**The task**
Retype each entry. Leave nothing out.

**Material to process**
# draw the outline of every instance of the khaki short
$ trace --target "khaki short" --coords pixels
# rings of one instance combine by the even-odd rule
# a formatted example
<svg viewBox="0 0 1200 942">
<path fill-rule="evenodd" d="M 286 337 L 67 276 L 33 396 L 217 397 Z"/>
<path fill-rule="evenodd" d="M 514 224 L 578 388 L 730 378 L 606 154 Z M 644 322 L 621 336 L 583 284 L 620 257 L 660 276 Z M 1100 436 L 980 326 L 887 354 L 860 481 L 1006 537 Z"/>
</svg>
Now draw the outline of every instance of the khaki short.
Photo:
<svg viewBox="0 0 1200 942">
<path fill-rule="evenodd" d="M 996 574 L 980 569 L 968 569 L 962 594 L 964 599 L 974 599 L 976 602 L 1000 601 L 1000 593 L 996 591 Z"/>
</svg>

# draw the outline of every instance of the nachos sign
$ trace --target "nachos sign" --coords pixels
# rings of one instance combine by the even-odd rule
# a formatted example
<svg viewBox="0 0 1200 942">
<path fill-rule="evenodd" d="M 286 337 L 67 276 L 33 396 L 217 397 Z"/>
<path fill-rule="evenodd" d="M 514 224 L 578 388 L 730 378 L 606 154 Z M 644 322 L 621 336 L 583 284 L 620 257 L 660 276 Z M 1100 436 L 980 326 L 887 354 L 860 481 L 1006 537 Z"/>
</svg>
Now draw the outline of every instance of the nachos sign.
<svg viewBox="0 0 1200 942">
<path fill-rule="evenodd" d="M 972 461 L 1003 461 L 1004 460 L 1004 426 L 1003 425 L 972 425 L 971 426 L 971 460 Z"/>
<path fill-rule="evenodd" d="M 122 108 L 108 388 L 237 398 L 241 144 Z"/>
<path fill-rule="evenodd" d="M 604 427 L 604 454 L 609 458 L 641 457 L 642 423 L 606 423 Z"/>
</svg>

**Solution**
# draw the outline of every instance of the khaki short
$ trace --target "khaki short" --coords pixels
# rings of one instance combine by the even-odd rule
# a formatted example
<svg viewBox="0 0 1200 942">
<path fill-rule="evenodd" d="M 286 337 L 67 276 L 33 396 L 217 397 Z"/>
<path fill-rule="evenodd" d="M 514 224 L 578 388 L 730 378 L 606 154 Z M 644 322 L 621 336 L 583 284 L 620 257 L 660 276 Z M 1100 436 L 980 326 L 887 354 L 860 481 L 1006 537 Z"/>
</svg>
Now draw the outline of every instance of the khaki short.
Photo:
<svg viewBox="0 0 1200 942">
<path fill-rule="evenodd" d="M 996 574 L 980 569 L 968 569 L 962 594 L 964 599 L 974 599 L 976 602 L 1000 601 L 1000 593 L 996 591 Z"/>
</svg>

# draw the outline of every instance of the nachos sign
$ trace --target "nachos sign" --coords pixels
# rings of one instance combine by the even-odd rule
# a formatted example
<svg viewBox="0 0 1200 942">
<path fill-rule="evenodd" d="M 286 337 L 67 276 L 33 396 L 217 397 Z"/>
<path fill-rule="evenodd" d="M 514 224 L 578 388 L 730 378 L 606 154 Z M 644 322 L 621 336 L 583 284 L 620 257 L 660 276 Z M 1100 436 L 980 326 L 887 354 L 860 481 L 1006 537 Z"/>
</svg>
Now draw the outline of every instance of the nachos sign.
<svg viewBox="0 0 1200 942">
<path fill-rule="evenodd" d="M 972 461 L 1003 461 L 1004 460 L 1004 426 L 1003 425 L 972 425 L 971 426 L 971 460 Z"/>
<path fill-rule="evenodd" d="M 122 108 L 108 388 L 237 398 L 241 144 Z"/>
<path fill-rule="evenodd" d="M 604 427 L 604 454 L 609 458 L 641 457 L 642 423 L 606 423 Z"/>
</svg>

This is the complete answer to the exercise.